### Exercise aim:
Scale the records that begin at the line containing "Locate the wheel" and stop after the line containing "[(208, 80)]". Give all of those lines again, requests included, with every coordinate in the answers multiplied by 2.15 and rounded to a whole number (halves round up), and return only those lines.

### Dataset:
======

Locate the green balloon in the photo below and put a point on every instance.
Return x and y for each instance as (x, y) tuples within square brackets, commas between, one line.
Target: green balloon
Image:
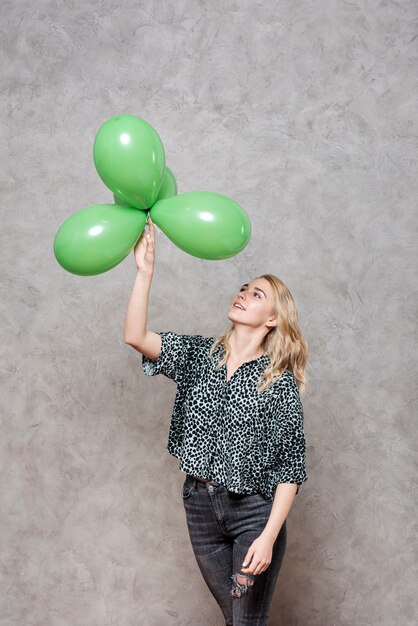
[(168, 188), (97, 238), (205, 224), (130, 159)]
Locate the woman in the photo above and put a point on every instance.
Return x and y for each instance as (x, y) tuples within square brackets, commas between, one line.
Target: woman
[(237, 428)]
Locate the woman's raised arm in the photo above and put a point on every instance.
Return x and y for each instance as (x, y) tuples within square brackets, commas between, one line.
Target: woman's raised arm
[(136, 333)]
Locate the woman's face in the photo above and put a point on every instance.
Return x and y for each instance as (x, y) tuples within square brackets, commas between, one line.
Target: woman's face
[(252, 304)]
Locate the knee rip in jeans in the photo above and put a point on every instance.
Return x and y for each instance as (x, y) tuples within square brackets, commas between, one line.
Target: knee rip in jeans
[(242, 582)]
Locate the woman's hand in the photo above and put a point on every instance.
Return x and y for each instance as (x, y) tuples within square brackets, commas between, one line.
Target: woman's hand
[(144, 250), (258, 557)]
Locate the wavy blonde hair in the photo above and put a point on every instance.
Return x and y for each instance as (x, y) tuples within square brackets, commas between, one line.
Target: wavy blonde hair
[(284, 343)]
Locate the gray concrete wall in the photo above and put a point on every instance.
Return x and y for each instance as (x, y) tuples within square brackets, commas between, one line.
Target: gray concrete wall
[(305, 114)]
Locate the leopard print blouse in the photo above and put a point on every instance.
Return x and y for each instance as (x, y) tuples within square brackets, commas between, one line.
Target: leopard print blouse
[(225, 430)]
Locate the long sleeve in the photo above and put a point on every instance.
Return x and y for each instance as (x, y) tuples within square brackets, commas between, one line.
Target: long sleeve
[(287, 458)]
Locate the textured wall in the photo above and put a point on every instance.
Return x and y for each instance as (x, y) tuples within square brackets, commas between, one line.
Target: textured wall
[(305, 114)]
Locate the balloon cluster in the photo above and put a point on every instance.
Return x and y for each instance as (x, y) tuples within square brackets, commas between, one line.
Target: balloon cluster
[(130, 159)]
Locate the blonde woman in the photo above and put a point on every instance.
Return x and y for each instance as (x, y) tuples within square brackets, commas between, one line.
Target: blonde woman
[(237, 429)]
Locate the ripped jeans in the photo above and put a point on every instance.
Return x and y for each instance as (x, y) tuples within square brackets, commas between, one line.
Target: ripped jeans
[(222, 526)]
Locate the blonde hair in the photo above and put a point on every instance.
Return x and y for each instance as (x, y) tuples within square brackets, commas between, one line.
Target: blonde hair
[(284, 343)]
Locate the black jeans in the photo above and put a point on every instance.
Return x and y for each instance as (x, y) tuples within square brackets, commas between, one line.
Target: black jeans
[(222, 526)]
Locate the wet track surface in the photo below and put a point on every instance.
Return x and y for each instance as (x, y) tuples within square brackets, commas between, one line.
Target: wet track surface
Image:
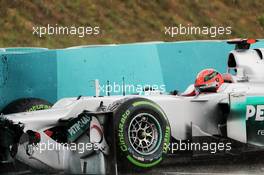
[(250, 164)]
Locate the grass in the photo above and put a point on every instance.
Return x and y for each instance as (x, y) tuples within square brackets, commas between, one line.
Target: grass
[(124, 21)]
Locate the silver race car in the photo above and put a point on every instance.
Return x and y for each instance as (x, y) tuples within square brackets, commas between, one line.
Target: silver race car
[(72, 135)]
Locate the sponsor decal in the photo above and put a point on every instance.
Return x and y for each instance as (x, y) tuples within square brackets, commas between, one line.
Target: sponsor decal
[(121, 137), (254, 112), (78, 127)]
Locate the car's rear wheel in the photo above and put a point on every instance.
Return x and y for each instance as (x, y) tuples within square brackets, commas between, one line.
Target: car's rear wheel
[(142, 132)]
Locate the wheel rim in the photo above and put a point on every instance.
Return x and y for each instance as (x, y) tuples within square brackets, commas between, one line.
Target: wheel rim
[(144, 133)]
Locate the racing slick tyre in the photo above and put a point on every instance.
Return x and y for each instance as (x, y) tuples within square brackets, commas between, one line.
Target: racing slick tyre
[(26, 105), (142, 133)]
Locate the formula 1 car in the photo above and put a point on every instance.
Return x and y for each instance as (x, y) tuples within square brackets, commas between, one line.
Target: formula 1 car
[(144, 126)]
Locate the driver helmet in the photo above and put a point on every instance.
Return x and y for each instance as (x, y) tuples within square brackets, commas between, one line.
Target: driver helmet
[(208, 80)]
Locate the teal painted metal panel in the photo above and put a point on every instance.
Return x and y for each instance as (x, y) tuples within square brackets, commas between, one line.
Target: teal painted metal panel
[(54, 74), (28, 75), (138, 64)]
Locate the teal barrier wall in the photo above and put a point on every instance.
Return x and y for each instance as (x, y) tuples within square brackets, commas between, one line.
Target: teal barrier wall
[(28, 75), (55, 74), (138, 64)]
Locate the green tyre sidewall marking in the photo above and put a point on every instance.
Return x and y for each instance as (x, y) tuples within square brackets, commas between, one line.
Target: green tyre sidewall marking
[(164, 131), (143, 165)]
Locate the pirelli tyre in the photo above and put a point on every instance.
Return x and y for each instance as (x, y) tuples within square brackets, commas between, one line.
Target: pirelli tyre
[(26, 105), (142, 132)]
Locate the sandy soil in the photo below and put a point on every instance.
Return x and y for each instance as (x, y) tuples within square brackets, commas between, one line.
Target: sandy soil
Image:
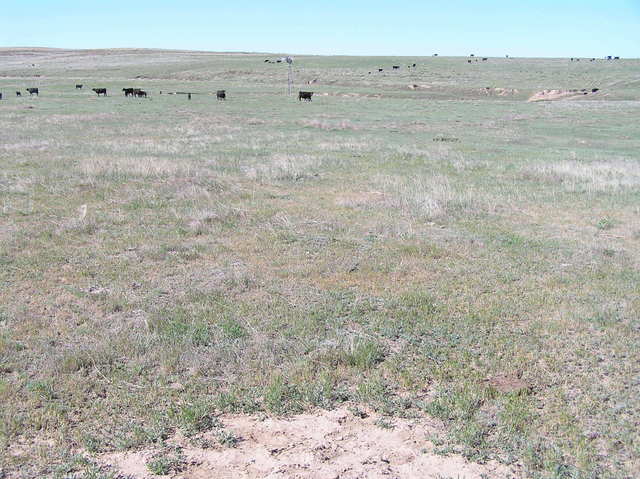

======

### Expected output:
Locate the wheel rim in the photo above and put a point on every instance.
Return x and y for each instance as (x, y) tuples within square brackets, commas between, one line.
Target: wheel rim
[(310, 286)]
Locate the racing slick tyre in the photo above and put a point on every instance.
Return x and y for each instance as (x, y) tuples within square brackets, commas between, one line.
Target: racing slick tyre
[(56, 226), (305, 286)]
Locate the formula 1 car in the photo above and put a point on every instance.
Return x and y for each instance as (x, y) tuples within square brackets, commas between, one line.
Target: formula 1 car
[(310, 271)]
Locate the driver helmet in the photo above and put a point on every instance.
Return x and y for each instance as (x, y) tuples within square brackets, commas between, one line.
Target: driver helmet
[(447, 172)]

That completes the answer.